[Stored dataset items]
<<<<
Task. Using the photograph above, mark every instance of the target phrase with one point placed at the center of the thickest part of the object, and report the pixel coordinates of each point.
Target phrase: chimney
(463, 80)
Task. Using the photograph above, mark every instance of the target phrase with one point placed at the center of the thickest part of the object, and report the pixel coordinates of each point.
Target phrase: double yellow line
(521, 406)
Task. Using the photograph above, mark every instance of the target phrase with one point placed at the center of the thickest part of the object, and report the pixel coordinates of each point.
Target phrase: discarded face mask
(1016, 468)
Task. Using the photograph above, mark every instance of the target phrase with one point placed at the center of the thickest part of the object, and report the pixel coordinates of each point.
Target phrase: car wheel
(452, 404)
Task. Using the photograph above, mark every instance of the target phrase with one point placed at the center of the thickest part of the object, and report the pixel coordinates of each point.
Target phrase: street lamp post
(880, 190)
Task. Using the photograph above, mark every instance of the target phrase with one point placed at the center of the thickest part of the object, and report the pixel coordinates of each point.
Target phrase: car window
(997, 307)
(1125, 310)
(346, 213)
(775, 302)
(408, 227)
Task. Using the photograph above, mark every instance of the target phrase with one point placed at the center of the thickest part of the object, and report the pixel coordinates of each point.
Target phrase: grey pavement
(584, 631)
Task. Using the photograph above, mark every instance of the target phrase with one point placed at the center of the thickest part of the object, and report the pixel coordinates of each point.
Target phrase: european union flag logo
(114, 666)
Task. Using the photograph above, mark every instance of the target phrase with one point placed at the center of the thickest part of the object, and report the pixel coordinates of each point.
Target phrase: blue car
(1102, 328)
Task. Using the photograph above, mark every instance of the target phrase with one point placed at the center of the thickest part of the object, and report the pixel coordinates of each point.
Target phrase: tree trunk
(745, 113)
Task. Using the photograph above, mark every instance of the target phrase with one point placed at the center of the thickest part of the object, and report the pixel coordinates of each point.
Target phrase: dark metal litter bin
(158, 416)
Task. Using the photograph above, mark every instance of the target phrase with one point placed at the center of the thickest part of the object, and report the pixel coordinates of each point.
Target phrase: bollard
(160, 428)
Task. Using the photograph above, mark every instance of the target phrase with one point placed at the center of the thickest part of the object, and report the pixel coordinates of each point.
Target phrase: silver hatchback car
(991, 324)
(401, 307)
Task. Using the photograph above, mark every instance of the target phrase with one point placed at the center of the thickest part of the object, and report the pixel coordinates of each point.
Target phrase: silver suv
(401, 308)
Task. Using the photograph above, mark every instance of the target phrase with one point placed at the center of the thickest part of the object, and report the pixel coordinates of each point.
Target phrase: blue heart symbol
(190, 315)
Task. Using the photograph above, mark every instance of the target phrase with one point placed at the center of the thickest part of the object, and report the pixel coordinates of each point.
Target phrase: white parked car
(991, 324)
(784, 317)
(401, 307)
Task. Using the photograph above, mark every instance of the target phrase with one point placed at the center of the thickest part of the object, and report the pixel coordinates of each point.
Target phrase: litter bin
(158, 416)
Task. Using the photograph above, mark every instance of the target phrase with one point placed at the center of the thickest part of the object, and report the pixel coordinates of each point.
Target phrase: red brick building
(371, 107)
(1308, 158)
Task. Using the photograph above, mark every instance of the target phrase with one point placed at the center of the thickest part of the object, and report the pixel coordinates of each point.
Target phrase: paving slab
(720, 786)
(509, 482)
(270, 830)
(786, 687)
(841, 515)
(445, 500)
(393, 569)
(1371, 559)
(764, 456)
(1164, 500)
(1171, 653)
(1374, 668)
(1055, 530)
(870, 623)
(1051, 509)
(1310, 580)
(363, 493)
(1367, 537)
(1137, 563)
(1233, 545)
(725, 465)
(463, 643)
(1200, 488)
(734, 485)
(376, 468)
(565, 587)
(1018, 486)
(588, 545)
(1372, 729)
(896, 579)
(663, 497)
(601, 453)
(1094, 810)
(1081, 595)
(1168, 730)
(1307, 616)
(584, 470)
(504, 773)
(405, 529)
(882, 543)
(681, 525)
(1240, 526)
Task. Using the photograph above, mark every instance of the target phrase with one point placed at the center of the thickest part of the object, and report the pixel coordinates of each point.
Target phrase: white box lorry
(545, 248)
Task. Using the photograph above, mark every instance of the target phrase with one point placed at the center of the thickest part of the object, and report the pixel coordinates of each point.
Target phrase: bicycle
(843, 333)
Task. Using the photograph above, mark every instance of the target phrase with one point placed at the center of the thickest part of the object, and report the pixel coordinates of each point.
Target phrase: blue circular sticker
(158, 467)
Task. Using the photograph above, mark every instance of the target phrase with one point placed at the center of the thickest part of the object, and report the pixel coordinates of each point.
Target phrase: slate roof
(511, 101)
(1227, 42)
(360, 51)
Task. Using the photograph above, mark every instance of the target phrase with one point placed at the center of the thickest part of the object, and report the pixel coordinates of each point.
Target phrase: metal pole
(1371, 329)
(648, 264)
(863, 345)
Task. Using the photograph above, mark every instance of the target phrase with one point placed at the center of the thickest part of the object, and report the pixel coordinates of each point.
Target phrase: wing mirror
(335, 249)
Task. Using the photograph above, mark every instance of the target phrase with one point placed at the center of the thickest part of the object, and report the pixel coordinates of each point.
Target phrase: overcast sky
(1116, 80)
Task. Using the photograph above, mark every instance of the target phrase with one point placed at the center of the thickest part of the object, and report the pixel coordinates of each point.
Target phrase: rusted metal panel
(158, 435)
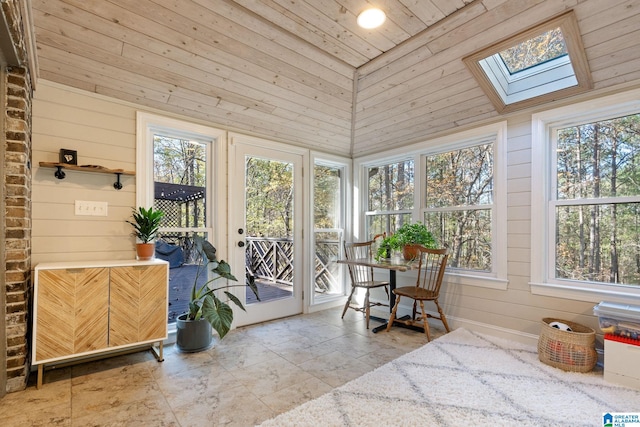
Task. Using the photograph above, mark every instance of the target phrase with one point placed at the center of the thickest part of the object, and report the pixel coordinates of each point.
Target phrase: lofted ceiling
(302, 71)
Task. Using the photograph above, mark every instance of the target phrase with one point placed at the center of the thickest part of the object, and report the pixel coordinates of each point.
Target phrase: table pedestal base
(385, 322)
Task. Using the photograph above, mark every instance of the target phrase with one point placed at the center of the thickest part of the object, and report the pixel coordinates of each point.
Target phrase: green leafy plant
(204, 302)
(146, 223)
(416, 233)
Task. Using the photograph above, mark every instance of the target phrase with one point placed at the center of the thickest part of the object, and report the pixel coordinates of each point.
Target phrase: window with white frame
(589, 237)
(459, 193)
(390, 197)
(459, 204)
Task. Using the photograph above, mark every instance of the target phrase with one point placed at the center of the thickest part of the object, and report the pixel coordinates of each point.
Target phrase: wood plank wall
(225, 66)
(422, 88)
(103, 133)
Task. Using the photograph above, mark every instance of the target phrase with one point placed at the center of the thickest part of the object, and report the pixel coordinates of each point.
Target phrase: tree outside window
(390, 196)
(459, 204)
(597, 201)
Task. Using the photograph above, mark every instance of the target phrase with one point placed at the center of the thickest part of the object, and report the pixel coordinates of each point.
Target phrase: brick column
(17, 182)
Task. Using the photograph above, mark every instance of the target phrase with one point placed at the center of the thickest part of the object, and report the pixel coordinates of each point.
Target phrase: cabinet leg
(158, 352)
(40, 374)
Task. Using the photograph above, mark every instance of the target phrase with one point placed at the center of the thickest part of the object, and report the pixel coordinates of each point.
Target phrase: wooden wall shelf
(59, 173)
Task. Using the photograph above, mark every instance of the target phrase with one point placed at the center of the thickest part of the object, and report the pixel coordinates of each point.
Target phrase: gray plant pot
(193, 335)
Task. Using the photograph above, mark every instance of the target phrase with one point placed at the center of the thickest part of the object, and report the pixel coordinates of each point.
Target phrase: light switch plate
(91, 208)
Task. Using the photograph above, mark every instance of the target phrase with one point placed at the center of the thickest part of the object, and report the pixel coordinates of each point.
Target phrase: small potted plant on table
(405, 239)
(146, 223)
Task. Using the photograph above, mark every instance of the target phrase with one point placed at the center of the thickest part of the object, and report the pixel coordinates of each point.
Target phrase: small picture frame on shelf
(69, 157)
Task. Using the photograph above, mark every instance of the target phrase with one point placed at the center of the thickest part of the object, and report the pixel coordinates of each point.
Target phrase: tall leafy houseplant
(404, 238)
(146, 223)
(206, 309)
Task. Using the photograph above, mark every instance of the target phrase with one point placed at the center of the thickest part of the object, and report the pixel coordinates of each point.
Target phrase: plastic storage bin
(618, 319)
(621, 358)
>>>>
SHORT TASK:
Pull out each line of the listing above that contains the string "litter", matching case exactly.

SOLUTION:
Target phrase: dark metal litter bin
Target phrase: litter bin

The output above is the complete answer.